--- START OF TEXT BLOCK ---
What we have on our guidance, and as we said in the prepared statement, is we're expecting somewhere around the $12 million SAAR for next year. In the order to make up that difference, what we're focused on through our operational team is increasing market share in both new and used in each of the markets that we're in. So we're looking about 5% from the general market, and 5% from incremental improvements in our stores.
- Analyst
Thank you for that.
Also, the service and parts growth rate, I'm curious to get your commentary as to what drove the increase and do you think it is in fact sustainable?
- President & COO
Rick, this is Bryan.
In terms of last quarter, we were actually able to make pretty good ground in our commodity sales, as we mentioned last quarter as well. That was very rewarding. We're starting to also see people come back in and they have more disposable income than what appeared to be in the future. On top of that, you're starting to sell more cars. I mean, obviously with these type of same store sales increases, you're starting to get consumers in -- quicker into the sales -- into the service process. So that's going to help offset some of that units and operations that we were very nervous of coming into 2011 and 2012, and now we really don't see the decline. We actually believe there will be an almost 2% increase in 2011.
- Analyst
Thanks.
Also, the new vehicle margins look like they have really stabilized and, in fact, improved on a per unit basis. It looks like your guidance incorporates some pressures there from what we saw certainly year to date. I'm curious, are you using price to drive market share? What was the thought there?
- President & COO
That was a pretty good assumption. We are assuming, to gain that additional 5% that's not come from the macro-market, that we're going to have to drive it through price to some extent. Also, our mix on vehicles is changing a little bit, which is modifying that market share -- or that margin a little bit, and that would do it between cars and trucks.
- Analyst
Any commentary on what you're seeing here in October from an overall stand point?
- President & COO
This is Bryan again, Rick.
We're right on forecast in October. We're finally back able to predict what's going to occur and it's a little more comfortable environment, where then we can start focusing on how do we increase market share and look for new opportunities, if the market doesn't recover.
- Analyst
What sort of brands,Bryan, are working. We hear trucks are still performing quite well?
--- END OF TEXT BLOCK ---
**SET PROBLEM 1:** Reproduce all of the records below line for line, with no changes.
The records have no connection to the call transcript.
--- START OF MATERIAL FOR THIS EXERCISE ---
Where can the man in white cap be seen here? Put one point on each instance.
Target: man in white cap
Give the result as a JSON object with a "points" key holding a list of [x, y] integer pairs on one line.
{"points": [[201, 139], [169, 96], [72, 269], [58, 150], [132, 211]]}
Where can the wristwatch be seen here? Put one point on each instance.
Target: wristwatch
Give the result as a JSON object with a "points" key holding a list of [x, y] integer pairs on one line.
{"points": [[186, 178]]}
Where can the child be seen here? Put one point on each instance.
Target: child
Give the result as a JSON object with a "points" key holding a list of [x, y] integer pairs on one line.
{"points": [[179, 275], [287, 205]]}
--- END OF MATERIAL FOR THIS EXERCISE ---
**SET PROBLEM 2:**
Answer these questions from the call transcript:
(a) What SAAR figure is expected for next year?
(b) What percentage increase does Bryan say they believe there will be in 2011?
(c) How does Bryan describe the company's results in October compared with its forecast?

**OUTPUT 1:**
Where can the man in white cap be seen here? Put one point on each instance.
Target: man in white cap
Give the result as a JSON object with a "points" key holding a list of [x, y] integer pairs on one line.
{"points": [[201, 139], [169, 96], [72, 269], [58, 150], [132, 211]]}
Where can the wristwatch be seen here? Put one point on each instance.
Target: wristwatch
Give the result as a JSON object with a "points" key holding a list of [x, y] integer pairs on one line.
{"points": [[186, 178]]}
Where can the child be seen here? Put one point on each instance.
Target: child
Give the result as a JSON object with a "points" key holding a list of [x, y] integer pairs on one line.
{"points": [[179, 275], [287, 205]]}

**OUTPUT 2:**
(a) Somewhere around $12 million.
(b) An almost 2% increase.
(c) They are right on forecast.